AIM: Copy the lines verbatim, beginning with the line that contains "Target: dormer window" and continuing through the end of the data, and only those lines.

Records from a dataset
[start]

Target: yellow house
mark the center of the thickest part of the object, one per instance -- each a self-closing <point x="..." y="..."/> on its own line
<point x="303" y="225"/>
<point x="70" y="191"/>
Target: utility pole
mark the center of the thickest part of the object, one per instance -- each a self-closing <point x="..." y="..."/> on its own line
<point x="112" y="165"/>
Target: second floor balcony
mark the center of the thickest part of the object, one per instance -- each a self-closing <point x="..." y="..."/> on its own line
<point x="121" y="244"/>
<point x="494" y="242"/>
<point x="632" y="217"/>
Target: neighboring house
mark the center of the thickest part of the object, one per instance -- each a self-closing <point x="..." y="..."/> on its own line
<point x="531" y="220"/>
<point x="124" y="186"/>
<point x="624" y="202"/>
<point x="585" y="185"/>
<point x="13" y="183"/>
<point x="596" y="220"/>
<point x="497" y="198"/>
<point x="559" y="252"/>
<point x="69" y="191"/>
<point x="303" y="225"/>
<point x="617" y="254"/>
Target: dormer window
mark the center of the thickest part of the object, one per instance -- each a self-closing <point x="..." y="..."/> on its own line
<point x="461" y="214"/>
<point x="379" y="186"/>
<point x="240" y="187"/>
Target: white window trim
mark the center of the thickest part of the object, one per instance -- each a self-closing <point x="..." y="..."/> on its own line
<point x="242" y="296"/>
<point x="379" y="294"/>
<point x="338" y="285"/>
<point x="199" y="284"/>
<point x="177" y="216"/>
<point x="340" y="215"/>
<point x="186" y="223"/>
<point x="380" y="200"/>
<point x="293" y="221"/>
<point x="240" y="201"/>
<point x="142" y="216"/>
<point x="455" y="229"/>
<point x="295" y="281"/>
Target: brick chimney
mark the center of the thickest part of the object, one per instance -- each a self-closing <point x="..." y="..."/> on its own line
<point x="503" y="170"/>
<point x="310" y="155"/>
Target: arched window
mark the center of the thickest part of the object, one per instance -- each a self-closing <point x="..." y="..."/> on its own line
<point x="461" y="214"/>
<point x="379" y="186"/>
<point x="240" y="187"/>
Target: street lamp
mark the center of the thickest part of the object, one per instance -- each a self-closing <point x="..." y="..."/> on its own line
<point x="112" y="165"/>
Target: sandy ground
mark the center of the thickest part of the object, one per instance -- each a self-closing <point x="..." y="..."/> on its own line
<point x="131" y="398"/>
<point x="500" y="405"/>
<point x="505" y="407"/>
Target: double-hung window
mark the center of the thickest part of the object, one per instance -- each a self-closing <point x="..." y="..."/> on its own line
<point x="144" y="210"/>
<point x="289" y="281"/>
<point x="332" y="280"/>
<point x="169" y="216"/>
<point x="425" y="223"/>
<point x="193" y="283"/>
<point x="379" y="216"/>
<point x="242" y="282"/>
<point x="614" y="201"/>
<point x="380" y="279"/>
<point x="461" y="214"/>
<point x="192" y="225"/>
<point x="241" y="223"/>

[end]

FINAL RESULT:
Target: dormer window
mark the center of the thickest part of the object, one per instance -- each a self-closing <point x="..." y="..."/> on its own line
<point x="461" y="214"/>
<point x="379" y="186"/>
<point x="240" y="187"/>
Target: white window trim
mark the center of the thickest part of the object, one per instance -- each a self-closing <point x="..." y="..."/> on its own line
<point x="242" y="296"/>
<point x="379" y="294"/>
<point x="338" y="285"/>
<point x="199" y="284"/>
<point x="177" y="216"/>
<point x="340" y="215"/>
<point x="186" y="223"/>
<point x="380" y="200"/>
<point x="293" y="221"/>
<point x="240" y="201"/>
<point x="142" y="216"/>
<point x="455" y="229"/>
<point x="295" y="281"/>
Target: brick chimney
mark the center of the thickest part of the object, one per instance -- each a self-closing <point x="..." y="..."/> on its own line
<point x="503" y="170"/>
<point x="310" y="155"/>
Target: arched window
mark the center of the thickest part of the object, one per instance -- each a self-closing <point x="..." y="..."/> on its own line
<point x="461" y="214"/>
<point x="379" y="186"/>
<point x="240" y="187"/>
Target: street lamp
mark the center of the thickest part of the object, one per instance -- each a self-closing <point x="..." y="..."/> on its own line
<point x="112" y="165"/>
Target: sandy ground
mark the center of the thickest part of the object, one per instance -- each a self-closing <point x="..." y="..."/> on its own line
<point x="131" y="398"/>
<point x="500" y="405"/>
<point x="505" y="407"/>
Target: double-hung window
mark the center of the thickest part of the object, one per instance -- each a self-closing <point x="..." y="..."/> on its own line
<point x="144" y="210"/>
<point x="289" y="281"/>
<point x="332" y="280"/>
<point x="169" y="216"/>
<point x="425" y="223"/>
<point x="193" y="283"/>
<point x="379" y="216"/>
<point x="242" y="282"/>
<point x="614" y="201"/>
<point x="380" y="279"/>
<point x="461" y="214"/>
<point x="192" y="225"/>
<point x="241" y="223"/>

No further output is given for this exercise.